__Text block__:
Beyond the basic training you received at MortgageFieldServices.com, let’s discuss how to keep our clients happy.
These things set NMFS apart and are most appreciated by our clients.
Staring at our photos.
Do not provide less than (8) eight photos.
- Front
- Front Left Side
- Front Right Side
- Street Sign
- Address
- Neighborhood
- (2) Occupancy Indicators
These are the bare minimum.
Always take your photos first before approaching the front door.
That way, if the homeowners come out and get all huffy because they are behind on their payments and ask us to leave, we already have all of our photos.
These are the photos that set NMFS apart from our competitors and help ensure that we continue to receive inspections.
Price is one thing, but if clients really like our photos, they will continue to pay above-average fees.
Our front photos should be corner-to-corner with a little airspace on the sides. They need to be of the front of the house, as straight on as possible.

__Entries__:
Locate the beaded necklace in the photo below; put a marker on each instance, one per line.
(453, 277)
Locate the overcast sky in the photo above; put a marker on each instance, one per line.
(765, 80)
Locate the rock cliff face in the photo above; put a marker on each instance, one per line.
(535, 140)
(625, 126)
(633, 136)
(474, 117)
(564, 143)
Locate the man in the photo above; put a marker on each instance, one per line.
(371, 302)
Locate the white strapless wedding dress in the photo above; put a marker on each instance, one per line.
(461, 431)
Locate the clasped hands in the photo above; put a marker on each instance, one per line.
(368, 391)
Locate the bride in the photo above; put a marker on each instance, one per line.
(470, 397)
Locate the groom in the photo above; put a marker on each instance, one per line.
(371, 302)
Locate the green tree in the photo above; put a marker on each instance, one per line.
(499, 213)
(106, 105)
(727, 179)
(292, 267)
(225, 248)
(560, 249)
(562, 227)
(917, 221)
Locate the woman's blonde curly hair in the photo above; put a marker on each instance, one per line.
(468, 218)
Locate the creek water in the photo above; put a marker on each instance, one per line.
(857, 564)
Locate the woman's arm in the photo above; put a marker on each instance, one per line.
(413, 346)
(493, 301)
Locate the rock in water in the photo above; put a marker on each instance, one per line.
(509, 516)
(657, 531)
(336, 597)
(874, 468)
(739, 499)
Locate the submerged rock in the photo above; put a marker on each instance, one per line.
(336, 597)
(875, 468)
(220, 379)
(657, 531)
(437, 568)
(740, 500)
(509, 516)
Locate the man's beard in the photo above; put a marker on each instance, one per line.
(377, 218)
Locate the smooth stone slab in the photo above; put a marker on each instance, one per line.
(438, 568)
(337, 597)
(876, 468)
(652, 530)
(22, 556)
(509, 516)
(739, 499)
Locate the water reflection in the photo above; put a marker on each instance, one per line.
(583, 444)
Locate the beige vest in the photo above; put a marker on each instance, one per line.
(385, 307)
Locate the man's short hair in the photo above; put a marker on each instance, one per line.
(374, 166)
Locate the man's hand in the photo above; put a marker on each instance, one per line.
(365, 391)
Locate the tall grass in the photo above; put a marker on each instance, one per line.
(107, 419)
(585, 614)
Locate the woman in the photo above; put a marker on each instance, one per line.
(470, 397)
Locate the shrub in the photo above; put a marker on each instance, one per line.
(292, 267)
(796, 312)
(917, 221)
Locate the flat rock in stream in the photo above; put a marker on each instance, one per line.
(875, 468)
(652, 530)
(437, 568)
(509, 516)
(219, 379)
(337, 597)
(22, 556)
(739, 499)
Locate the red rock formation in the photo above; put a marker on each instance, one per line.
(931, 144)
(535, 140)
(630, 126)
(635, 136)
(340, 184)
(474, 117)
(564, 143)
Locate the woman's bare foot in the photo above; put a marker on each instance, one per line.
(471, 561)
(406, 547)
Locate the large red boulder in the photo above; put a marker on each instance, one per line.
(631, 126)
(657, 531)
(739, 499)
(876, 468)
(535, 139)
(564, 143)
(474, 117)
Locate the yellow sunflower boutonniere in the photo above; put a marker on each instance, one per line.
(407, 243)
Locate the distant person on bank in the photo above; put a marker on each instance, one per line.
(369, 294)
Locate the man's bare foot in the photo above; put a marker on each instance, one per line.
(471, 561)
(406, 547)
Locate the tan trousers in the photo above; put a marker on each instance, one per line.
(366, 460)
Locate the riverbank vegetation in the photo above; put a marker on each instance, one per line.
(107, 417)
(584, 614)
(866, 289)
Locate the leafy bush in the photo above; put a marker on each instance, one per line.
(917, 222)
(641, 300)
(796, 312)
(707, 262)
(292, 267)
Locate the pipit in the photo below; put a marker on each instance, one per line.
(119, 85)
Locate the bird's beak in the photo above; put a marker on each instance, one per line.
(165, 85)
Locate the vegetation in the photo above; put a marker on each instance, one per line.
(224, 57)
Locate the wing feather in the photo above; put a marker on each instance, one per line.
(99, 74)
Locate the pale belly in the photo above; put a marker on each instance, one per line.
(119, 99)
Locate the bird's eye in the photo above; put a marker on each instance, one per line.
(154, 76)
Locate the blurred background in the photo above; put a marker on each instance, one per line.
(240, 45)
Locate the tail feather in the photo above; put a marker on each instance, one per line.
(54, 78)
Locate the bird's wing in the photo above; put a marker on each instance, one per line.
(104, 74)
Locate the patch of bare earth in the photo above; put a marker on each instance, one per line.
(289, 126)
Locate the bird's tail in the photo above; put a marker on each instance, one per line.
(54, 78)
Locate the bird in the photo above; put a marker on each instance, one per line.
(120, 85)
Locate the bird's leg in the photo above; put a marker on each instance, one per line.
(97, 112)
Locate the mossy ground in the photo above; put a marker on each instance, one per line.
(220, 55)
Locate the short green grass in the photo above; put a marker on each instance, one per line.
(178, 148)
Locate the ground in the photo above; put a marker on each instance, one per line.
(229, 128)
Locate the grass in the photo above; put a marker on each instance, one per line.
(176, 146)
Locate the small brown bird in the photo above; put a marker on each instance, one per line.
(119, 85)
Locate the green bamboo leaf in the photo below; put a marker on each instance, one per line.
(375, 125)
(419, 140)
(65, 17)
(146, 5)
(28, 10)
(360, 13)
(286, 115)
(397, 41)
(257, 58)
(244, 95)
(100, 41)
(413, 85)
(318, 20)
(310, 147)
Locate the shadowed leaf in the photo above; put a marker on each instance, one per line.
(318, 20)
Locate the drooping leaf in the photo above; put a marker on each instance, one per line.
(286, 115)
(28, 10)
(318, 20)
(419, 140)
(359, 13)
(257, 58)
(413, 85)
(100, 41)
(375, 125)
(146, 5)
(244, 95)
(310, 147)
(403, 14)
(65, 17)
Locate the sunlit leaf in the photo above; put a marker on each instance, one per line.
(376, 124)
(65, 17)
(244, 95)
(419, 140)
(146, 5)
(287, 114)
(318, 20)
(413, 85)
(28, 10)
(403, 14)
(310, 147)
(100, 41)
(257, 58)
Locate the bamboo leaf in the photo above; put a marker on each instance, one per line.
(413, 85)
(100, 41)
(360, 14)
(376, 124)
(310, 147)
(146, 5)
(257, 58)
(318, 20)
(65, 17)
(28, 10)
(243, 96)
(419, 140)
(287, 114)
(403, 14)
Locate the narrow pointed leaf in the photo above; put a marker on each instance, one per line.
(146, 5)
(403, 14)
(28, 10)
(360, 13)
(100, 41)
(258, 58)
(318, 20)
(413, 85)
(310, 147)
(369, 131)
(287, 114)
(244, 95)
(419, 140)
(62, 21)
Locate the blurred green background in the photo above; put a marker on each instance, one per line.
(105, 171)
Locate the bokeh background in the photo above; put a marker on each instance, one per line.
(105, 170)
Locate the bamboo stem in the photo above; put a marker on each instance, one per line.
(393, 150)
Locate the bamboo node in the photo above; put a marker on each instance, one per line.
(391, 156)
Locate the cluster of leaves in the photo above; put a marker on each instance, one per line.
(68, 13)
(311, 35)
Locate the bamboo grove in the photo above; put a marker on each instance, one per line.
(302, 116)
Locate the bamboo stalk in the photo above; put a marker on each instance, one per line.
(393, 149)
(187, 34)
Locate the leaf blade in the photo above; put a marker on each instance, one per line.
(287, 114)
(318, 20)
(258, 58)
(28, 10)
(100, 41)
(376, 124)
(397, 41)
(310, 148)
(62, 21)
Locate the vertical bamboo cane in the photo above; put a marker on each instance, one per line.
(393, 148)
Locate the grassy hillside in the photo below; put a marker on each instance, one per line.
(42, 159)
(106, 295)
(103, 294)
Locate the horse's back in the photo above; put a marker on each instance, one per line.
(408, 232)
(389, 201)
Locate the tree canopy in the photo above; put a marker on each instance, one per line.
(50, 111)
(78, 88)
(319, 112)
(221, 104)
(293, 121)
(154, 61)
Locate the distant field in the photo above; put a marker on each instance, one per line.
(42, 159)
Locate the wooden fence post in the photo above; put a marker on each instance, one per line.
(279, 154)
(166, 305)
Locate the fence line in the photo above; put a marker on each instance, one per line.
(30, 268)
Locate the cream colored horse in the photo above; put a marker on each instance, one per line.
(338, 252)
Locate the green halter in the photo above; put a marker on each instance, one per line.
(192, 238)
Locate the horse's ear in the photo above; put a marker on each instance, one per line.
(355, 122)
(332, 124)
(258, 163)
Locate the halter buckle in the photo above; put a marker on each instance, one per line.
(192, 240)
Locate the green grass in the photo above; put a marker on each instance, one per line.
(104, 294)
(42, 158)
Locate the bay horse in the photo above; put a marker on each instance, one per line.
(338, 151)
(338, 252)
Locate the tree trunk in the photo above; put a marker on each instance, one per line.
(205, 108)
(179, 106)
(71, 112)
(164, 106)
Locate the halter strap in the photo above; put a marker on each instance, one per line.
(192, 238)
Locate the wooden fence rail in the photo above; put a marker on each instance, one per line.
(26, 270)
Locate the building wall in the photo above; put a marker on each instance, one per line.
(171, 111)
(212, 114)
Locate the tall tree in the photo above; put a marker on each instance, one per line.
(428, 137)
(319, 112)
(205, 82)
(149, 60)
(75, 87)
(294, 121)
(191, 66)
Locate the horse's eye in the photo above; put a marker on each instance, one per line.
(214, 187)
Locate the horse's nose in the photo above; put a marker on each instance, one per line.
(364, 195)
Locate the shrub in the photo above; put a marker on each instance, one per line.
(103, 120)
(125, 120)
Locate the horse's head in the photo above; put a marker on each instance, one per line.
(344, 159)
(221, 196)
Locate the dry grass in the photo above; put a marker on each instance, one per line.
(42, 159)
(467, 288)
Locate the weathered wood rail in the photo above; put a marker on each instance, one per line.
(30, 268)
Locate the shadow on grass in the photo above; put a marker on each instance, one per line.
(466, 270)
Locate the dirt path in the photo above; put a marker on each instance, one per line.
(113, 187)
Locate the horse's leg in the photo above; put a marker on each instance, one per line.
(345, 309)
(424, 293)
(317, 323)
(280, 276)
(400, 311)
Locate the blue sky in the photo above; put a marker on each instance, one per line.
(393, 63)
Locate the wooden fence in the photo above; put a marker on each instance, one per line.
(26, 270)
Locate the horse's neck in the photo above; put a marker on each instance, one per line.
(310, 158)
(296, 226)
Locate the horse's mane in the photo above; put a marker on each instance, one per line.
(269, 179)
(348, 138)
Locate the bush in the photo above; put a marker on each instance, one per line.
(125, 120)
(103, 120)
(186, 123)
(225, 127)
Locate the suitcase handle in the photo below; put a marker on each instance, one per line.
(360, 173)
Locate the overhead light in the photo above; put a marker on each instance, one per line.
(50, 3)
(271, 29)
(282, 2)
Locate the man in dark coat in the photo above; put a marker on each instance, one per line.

__The task__:
Decide whether each statement agrees with the inspection photo guidelines above. Answer yes or no and quote the deciding words: (a) At least eight photos must be provided; (b) Photos should be taken after approaching the front door; (c) Front photos should be taken from an angle rather than straight on.

__Written solution__:
(a) Yes: "Do not provide less than (8) eight photos."
(b) No: "Always take your photos first before approaching the front door."
(c) No: "They need to be of the front of the house, as straight on as possible."